▸ Given task
Reproduce the records word for word, beginning at the line that contains "Note to the" and continuing through the end of the records. Omit the pictures from your output.

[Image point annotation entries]
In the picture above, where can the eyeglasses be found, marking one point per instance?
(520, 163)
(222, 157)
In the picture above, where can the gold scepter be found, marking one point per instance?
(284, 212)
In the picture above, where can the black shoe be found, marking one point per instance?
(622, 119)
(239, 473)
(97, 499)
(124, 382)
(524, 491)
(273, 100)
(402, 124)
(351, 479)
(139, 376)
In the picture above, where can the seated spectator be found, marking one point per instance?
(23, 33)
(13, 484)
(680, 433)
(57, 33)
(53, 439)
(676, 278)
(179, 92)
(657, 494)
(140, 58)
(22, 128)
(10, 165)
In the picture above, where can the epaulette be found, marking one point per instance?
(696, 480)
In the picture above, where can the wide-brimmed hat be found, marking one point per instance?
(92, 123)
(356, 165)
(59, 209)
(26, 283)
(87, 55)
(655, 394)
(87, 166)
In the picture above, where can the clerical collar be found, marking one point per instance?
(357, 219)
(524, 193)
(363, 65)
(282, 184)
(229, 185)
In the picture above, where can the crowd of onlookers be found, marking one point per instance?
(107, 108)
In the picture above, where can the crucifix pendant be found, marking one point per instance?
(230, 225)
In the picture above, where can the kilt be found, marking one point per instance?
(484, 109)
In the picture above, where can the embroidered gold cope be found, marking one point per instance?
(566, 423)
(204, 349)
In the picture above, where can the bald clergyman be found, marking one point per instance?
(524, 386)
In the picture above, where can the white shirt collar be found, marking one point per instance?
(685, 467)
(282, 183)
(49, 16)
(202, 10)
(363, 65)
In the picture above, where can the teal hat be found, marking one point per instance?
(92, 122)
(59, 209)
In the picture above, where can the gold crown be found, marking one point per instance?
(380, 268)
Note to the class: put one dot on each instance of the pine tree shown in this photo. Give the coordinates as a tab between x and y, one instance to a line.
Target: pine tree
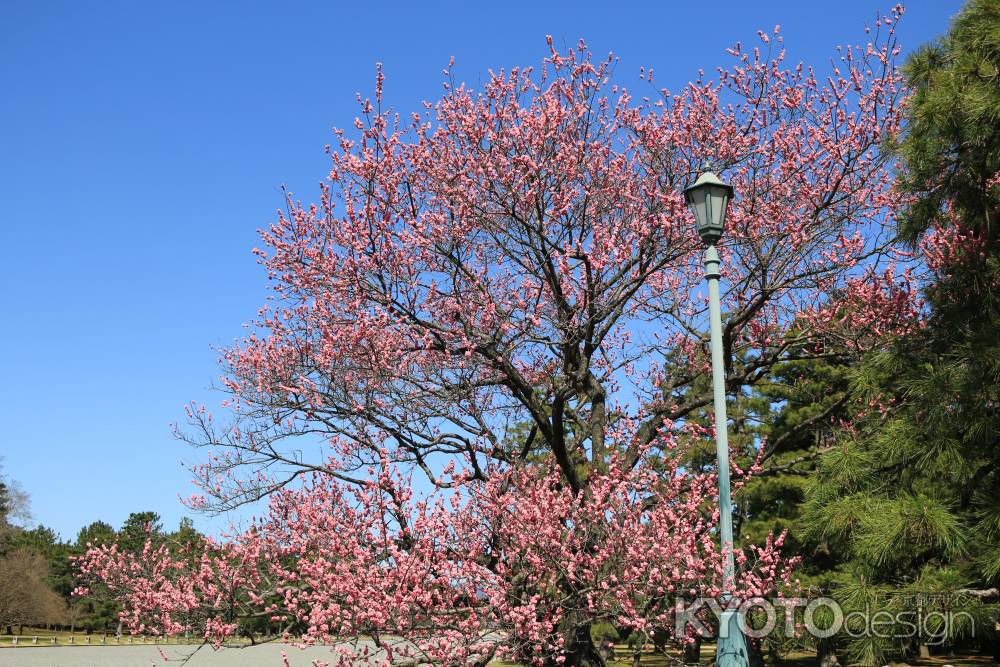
909	500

▸ Reply to the exercise
Note to the class: put one dot on each instance of the pine tree shown in this photo. Give the coordinates as a tab between x and y, one instance to a line.
Target: pine tree
909	500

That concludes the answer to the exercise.